** Work instructions **
Can you put the records below into a Markdown table with the columns Row and Text, one numbered row per line, skipping blank lines and leaving the pictures out?

——

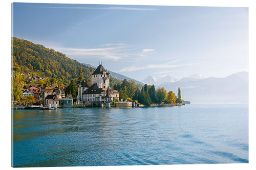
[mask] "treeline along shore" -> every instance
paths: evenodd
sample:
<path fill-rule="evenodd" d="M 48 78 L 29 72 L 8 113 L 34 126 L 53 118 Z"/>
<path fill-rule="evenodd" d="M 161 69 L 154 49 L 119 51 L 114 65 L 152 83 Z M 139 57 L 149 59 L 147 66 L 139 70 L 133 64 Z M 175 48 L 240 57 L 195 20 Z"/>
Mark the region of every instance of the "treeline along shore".
<path fill-rule="evenodd" d="M 133 102 L 134 106 L 190 104 L 182 100 L 180 87 L 174 89 L 178 90 L 176 95 L 173 91 L 167 92 L 163 87 L 156 89 L 154 84 L 142 85 L 136 84 L 133 80 L 121 81 L 114 78 L 104 69 L 103 72 L 109 77 L 107 78 L 109 81 L 105 79 L 99 82 L 103 81 L 103 85 L 92 84 L 95 83 L 92 82 L 92 78 L 98 77 L 95 75 L 97 69 L 85 66 L 61 53 L 29 41 L 12 38 L 12 106 L 16 108 L 18 106 L 24 108 L 32 105 L 41 106 L 42 108 L 50 108 L 51 105 L 52 107 L 78 107 L 86 105 L 89 107 L 91 103 L 97 100 L 99 102 L 102 101 L 101 105 L 110 102 L 111 105 L 116 106 L 118 106 L 118 103 L 121 106 L 121 103 L 125 102 Z M 101 64 L 100 66 L 103 67 Z M 102 72 L 97 73 L 99 79 L 101 79 L 100 76 L 102 77 L 103 75 L 100 75 Z M 107 81 L 105 83 L 105 80 Z M 84 84 L 88 89 L 101 89 L 98 99 L 94 98 L 94 101 L 89 98 L 87 99 L 87 101 L 81 100 L 84 93 L 82 94 L 81 91 L 79 93 L 79 89 L 82 89 L 83 86 L 81 85 Z M 109 98 L 105 98 L 108 91 L 111 93 Z M 113 96 L 114 93 L 116 94 L 115 97 Z M 94 96 L 94 94 L 89 96 Z M 93 104 L 91 105 L 94 106 Z"/>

——

** Task result **
| Row | Text |
|---|---|
| 1 | [mask] "treeline along shore" -> every instance |
| 2 | paths: evenodd |
| 3 | sample: |
| 4 | <path fill-rule="evenodd" d="M 48 78 L 29 72 L 8 113 L 34 126 L 53 118 Z"/> |
| 5 | <path fill-rule="evenodd" d="M 161 69 L 154 49 L 119 51 L 114 65 L 152 83 Z M 139 57 L 149 59 L 147 66 L 139 70 L 133 64 Z M 175 48 L 240 57 L 195 20 Z"/> |
| 6 | Mark the region of every instance of the "treeline along shore". |
| 7 | <path fill-rule="evenodd" d="M 133 102 L 134 106 L 190 104 L 182 100 L 180 87 L 174 89 L 178 90 L 176 95 L 173 91 L 167 92 L 163 87 L 156 89 L 154 84 L 142 85 L 136 84 L 133 80 L 121 81 L 114 78 L 104 69 L 103 72 L 109 77 L 107 78 L 109 81 L 105 79 L 99 82 L 103 81 L 103 85 L 92 84 L 95 83 L 92 82 L 92 78 L 98 77 L 95 75 L 97 69 L 85 66 L 61 53 L 29 41 L 12 38 L 12 106 L 16 108 L 18 106 L 24 108 L 32 105 L 41 106 L 42 108 L 50 108 L 51 105 L 52 107 L 78 107 L 86 105 L 89 107 L 91 103 L 97 100 L 99 102 L 102 101 L 101 105 L 110 102 L 111 105 L 116 106 L 118 106 L 118 103 L 121 106 L 121 103 L 125 102 Z M 101 64 L 100 66 L 103 67 Z M 102 72 L 97 73 L 99 79 L 101 79 L 100 76 L 102 77 L 103 75 L 100 75 Z M 107 81 L 105 83 L 105 80 Z M 84 84 L 88 89 L 101 89 L 98 99 L 94 98 L 94 101 L 89 98 L 87 99 L 87 101 L 81 100 L 84 93 L 82 94 L 81 91 L 79 93 L 79 89 L 82 89 L 83 86 L 81 85 Z M 109 98 L 105 98 L 108 91 L 111 93 Z M 113 96 L 114 93 L 116 94 L 115 97 Z M 94 96 L 94 94 L 89 96 Z M 93 104 L 91 105 L 94 106 Z"/> |